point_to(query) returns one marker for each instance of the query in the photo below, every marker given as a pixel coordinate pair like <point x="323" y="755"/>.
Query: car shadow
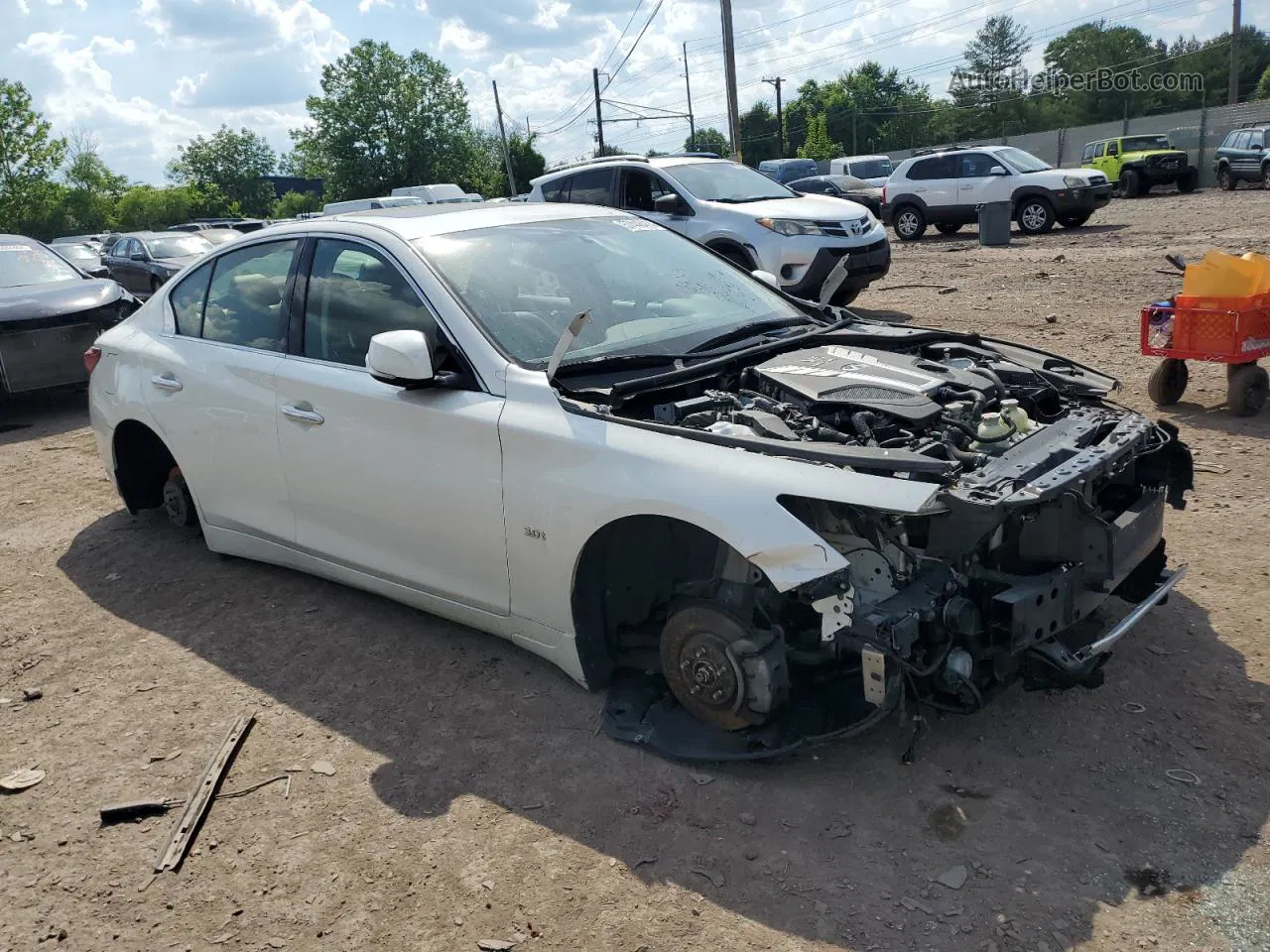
<point x="1046" y="800"/>
<point x="45" y="414"/>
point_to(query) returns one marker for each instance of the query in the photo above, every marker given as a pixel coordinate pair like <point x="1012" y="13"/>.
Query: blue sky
<point x="144" y="76"/>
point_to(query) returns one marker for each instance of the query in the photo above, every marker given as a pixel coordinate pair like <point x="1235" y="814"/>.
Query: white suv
<point x="947" y="186"/>
<point x="742" y="214"/>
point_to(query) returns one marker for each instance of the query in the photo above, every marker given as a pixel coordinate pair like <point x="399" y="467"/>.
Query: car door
<point x="402" y="484"/>
<point x="975" y="185"/>
<point x="211" y="389"/>
<point x="935" y="181"/>
<point x="639" y="189"/>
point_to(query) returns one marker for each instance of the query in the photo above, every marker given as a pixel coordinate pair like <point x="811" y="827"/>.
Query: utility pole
<point x="688" y="87"/>
<point x="599" y="119"/>
<point x="780" y="118"/>
<point x="729" y="64"/>
<point x="1233" y="95"/>
<point x="507" y="155"/>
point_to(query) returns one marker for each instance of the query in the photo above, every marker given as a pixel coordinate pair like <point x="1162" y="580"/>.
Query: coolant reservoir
<point x="1019" y="416"/>
<point x="992" y="428"/>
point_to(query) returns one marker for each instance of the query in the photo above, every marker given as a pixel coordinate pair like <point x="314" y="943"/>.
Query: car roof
<point x="411" y="222"/>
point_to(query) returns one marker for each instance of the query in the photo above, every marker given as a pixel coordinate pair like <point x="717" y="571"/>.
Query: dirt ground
<point x="471" y="796"/>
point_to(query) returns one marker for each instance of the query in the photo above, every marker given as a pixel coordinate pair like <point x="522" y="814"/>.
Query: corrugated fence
<point x="1198" y="131"/>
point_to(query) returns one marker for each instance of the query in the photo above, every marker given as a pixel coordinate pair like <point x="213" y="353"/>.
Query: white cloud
<point x="549" y="13"/>
<point x="456" y="36"/>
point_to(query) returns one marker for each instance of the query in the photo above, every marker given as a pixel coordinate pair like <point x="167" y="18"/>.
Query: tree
<point x="818" y="145"/>
<point x="294" y="203"/>
<point x="384" y="121"/>
<point x="1262" y="90"/>
<point x="988" y="87"/>
<point x="707" y="140"/>
<point x="30" y="157"/>
<point x="232" y="163"/>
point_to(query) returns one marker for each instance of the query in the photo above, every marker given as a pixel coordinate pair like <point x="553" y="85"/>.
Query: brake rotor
<point x="703" y="675"/>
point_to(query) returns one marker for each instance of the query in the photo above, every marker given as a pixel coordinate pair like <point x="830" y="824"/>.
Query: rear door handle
<point x="310" y="416"/>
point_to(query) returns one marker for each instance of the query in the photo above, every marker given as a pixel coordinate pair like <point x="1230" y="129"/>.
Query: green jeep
<point x="1137" y="163"/>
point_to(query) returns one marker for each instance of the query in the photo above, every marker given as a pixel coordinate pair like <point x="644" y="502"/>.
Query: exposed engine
<point x="1051" y="500"/>
<point x="959" y="403"/>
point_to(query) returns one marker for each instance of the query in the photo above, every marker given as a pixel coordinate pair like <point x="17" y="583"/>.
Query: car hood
<point x="35" y="301"/>
<point x="815" y="207"/>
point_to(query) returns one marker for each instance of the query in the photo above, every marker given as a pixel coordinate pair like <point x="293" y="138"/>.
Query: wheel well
<point x="143" y="463"/>
<point x="626" y="576"/>
<point x="731" y="249"/>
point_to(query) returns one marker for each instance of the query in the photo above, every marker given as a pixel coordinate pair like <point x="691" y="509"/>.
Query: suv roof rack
<point x="599" y="159"/>
<point x="933" y="150"/>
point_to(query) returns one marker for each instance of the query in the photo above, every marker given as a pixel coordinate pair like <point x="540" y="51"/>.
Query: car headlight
<point x="789" y="227"/>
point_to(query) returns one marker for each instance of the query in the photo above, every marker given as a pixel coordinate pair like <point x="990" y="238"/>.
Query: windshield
<point x="178" y="245"/>
<point x="77" y="253"/>
<point x="1139" y="144"/>
<point x="23" y="264"/>
<point x="726" y="181"/>
<point x="1023" y="162"/>
<point x="871" y="168"/>
<point x="648" y="290"/>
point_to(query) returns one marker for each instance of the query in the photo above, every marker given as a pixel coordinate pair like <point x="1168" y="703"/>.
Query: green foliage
<point x="232" y="163"/>
<point x="708" y="140"/>
<point x="294" y="203"/>
<point x="30" y="157"/>
<point x="818" y="145"/>
<point x="384" y="121"/>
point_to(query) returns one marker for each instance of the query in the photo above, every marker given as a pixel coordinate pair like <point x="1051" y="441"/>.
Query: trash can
<point x="994" y="223"/>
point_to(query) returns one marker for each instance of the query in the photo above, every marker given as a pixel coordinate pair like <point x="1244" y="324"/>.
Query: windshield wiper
<point x="746" y="331"/>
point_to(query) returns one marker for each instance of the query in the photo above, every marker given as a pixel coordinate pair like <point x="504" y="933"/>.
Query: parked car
<point x="841" y="186"/>
<point x="945" y="186"/>
<point x="93" y="241"/>
<point x="82" y="257"/>
<point x="788" y="169"/>
<point x="874" y="169"/>
<point x="50" y="313"/>
<point x="145" y="259"/>
<point x="365" y="204"/>
<point x="1138" y="163"/>
<point x="435" y="194"/>
<point x="739" y="213"/>
<point x="220" y="236"/>
<point x="587" y="434"/>
<point x="1243" y="157"/>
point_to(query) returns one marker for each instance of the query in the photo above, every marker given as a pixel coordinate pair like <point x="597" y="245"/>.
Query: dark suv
<point x="1243" y="157"/>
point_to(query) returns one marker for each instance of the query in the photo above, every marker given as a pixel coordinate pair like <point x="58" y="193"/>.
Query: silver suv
<point x="812" y="246"/>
▬▬▬▬▬▬
▶ **Task description**: Report each line of the data above that contains the string "green". Case must match.

▶ **Written response**:
Query: green jeep
Query: green foliage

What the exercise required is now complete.